::: ENTRIES :::
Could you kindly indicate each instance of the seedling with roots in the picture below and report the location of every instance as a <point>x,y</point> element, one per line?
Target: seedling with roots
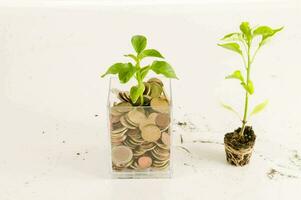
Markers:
<point>244,44</point>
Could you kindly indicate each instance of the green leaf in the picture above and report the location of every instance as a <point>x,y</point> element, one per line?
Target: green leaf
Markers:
<point>248,87</point>
<point>266,32</point>
<point>232,46</point>
<point>139,43</point>
<point>246,30</point>
<point>136,92</point>
<point>126,72</point>
<point>114,69</point>
<point>144,71</point>
<point>150,53</point>
<point>162,67</point>
<point>236,75</point>
<point>260,107</point>
<point>132,56</point>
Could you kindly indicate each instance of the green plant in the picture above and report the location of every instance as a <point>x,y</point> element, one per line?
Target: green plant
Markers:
<point>243,43</point>
<point>126,71</point>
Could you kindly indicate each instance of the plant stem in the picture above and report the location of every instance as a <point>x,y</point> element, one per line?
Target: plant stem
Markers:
<point>138,77</point>
<point>244,121</point>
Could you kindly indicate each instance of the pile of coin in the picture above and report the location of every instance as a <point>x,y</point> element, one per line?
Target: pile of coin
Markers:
<point>140,135</point>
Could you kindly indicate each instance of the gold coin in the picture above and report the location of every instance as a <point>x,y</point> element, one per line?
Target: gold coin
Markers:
<point>160,105</point>
<point>162,146</point>
<point>165,138</point>
<point>163,120</point>
<point>136,116</point>
<point>121,155</point>
<point>138,151</point>
<point>161,166</point>
<point>148,146</point>
<point>114,119</point>
<point>125,123</point>
<point>150,133</point>
<point>145,123</point>
<point>145,162</point>
<point>119,130</point>
<point>132,132</point>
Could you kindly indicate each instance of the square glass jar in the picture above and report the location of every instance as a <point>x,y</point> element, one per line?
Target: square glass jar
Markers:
<point>140,136</point>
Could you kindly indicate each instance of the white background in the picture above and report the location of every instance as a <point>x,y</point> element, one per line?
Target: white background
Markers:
<point>51,56</point>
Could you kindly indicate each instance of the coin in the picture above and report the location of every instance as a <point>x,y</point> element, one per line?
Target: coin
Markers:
<point>163,120</point>
<point>121,155</point>
<point>150,133</point>
<point>126,124</point>
<point>160,105</point>
<point>144,162</point>
<point>160,165</point>
<point>145,123</point>
<point>136,116</point>
<point>114,119</point>
<point>162,146</point>
<point>165,138</point>
<point>132,132</point>
<point>148,146</point>
<point>119,130</point>
<point>138,151</point>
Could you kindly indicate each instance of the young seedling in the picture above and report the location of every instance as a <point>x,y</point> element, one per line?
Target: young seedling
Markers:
<point>127,71</point>
<point>247,43</point>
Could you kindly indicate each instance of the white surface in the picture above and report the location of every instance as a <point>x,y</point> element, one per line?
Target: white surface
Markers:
<point>50,92</point>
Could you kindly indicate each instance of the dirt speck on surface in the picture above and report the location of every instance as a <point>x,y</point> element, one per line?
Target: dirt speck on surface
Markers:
<point>207,142</point>
<point>272,173</point>
<point>182,123</point>
<point>184,148</point>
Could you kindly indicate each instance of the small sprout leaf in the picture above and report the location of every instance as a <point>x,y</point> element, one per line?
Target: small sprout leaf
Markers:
<point>144,71</point>
<point>114,69</point>
<point>126,72</point>
<point>139,43</point>
<point>260,107</point>
<point>246,30</point>
<point>232,46</point>
<point>248,87</point>
<point>132,56</point>
<point>236,75</point>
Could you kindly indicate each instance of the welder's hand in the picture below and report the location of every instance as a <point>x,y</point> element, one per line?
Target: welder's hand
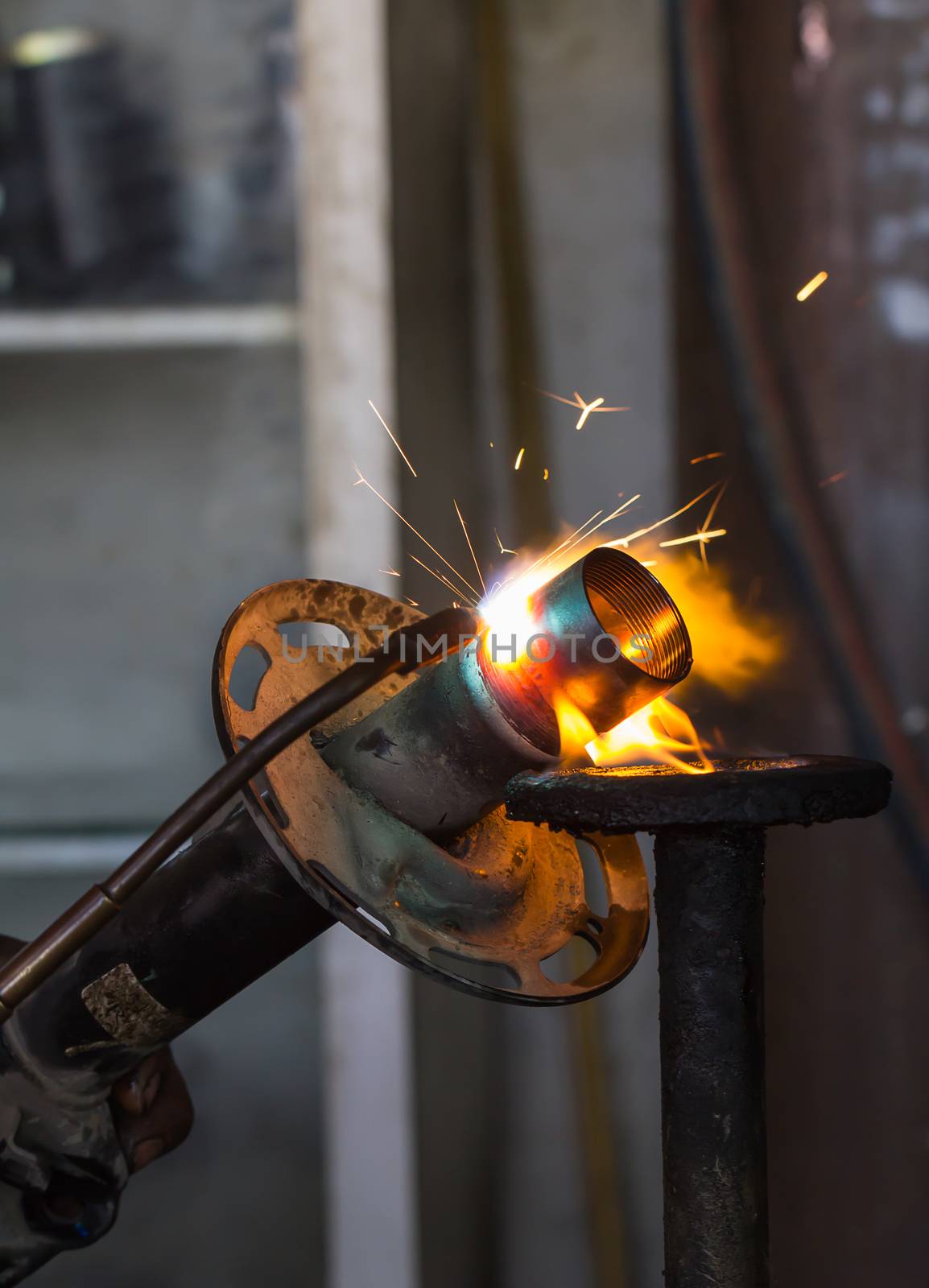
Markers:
<point>152,1109</point>
<point>151,1105</point>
:::
* EXERCISE DESCRIPTION
Pictures stay out; reproduce every line of the records exactly.

* OUTPUT
Could you kindly indicate each instance of the seedling with roots in the picture below and report the location of every instance as a <point>x,y</point> element, one per line?
Target: seedling with roots
Markers:
<point>244,44</point>
Could you kindly indicate each instance of the green leaf in the picture above and report the location of every instance as a <point>x,y</point> element, one per line?
Target: green leaf
Markers:
<point>248,87</point>
<point>266,32</point>
<point>232,46</point>
<point>139,43</point>
<point>246,30</point>
<point>136,92</point>
<point>126,72</point>
<point>114,69</point>
<point>144,71</point>
<point>150,53</point>
<point>162,67</point>
<point>236,75</point>
<point>260,107</point>
<point>132,56</point>
Could you kindly indicate each instance of the green plant in the picture above and report the location of every instance as a <point>x,y</point> element, one per line?
Target: green plant
Markers:
<point>243,43</point>
<point>126,71</point>
Could you kindly indicate each instance of the plant stem in the picture above and report the location of every instance as a <point>x,y</point> element, one per line?
Target: plant stem
Markers:
<point>138,77</point>
<point>244,121</point>
Could you kindly indicate each instance of the pile of coin in the picture above and report the location of every instance as a <point>x,y</point> element, one per line?
Target: pile of coin
Markers:
<point>140,135</point>
Could you kindly indicate each instance of the gold coin in the picture above and report the location of every instance as a <point>x,y</point> element, one per line?
Target: gold coin
Markers:
<point>160,105</point>
<point>162,146</point>
<point>165,138</point>
<point>163,120</point>
<point>136,116</point>
<point>121,155</point>
<point>138,151</point>
<point>161,166</point>
<point>148,146</point>
<point>114,119</point>
<point>125,123</point>
<point>150,133</point>
<point>145,123</point>
<point>145,162</point>
<point>119,130</point>
<point>132,132</point>
Could you kindly indicate each instance of the square glass jar in the picture above and report the location of every instance as a <point>x,y</point> element, one per line?
Target: square glass jar
Markers:
<point>140,136</point>
Could you kindly indicate each instance of the white background in the picture above and report the location of every instance as a <point>x,y</point> element, one per line?
Target: white background
Markers:
<point>51,56</point>
Could you kindly indicate each instance of the coin in the picture above and report the location of every instance as a <point>x,y</point> element, one per line?
Target: coin
Markers:
<point>163,120</point>
<point>121,155</point>
<point>150,133</point>
<point>126,124</point>
<point>160,105</point>
<point>144,162</point>
<point>160,165</point>
<point>145,123</point>
<point>136,116</point>
<point>114,119</point>
<point>162,146</point>
<point>165,138</point>
<point>132,132</point>
<point>148,146</point>
<point>119,130</point>
<point>138,151</point>
Could you kindly indicate each instance of the young seedling in the picture above and report the location of every instance as a <point>x,y</point> element, one per line?
Target: young seedling
Markers:
<point>127,71</point>
<point>247,43</point>
Could you kindly indicate each instance of the white surface in the picture above and report the location of every instance as a <point>x,y</point> element, one per line?
Target: white surface
Markers:
<point>50,92</point>
Could you kindly indicate each instance of the dirt speck on surface in the picture above and report the location of every instance as a <point>x,y</point> element, one per line?
Target: dirt speck on surface
Markers:
<point>207,142</point>
<point>272,173</point>
<point>182,123</point>
<point>184,148</point>
Could you kindly indicate each instance of the small sprout leaf in the picture above and report the location of every instance as a <point>x,y</point> element, one per line?
Target: small sprout leaf
Markers:
<point>144,71</point>
<point>114,69</point>
<point>126,72</point>
<point>139,43</point>
<point>260,107</point>
<point>246,30</point>
<point>232,46</point>
<point>248,87</point>
<point>132,56</point>
<point>236,75</point>
Could you kindly indicate each instance of the welder's hand in the picture below and report the location of every instance as a <point>x,y</point> element, one per line?
Target: welder's hand
Markers:
<point>152,1109</point>
<point>151,1105</point>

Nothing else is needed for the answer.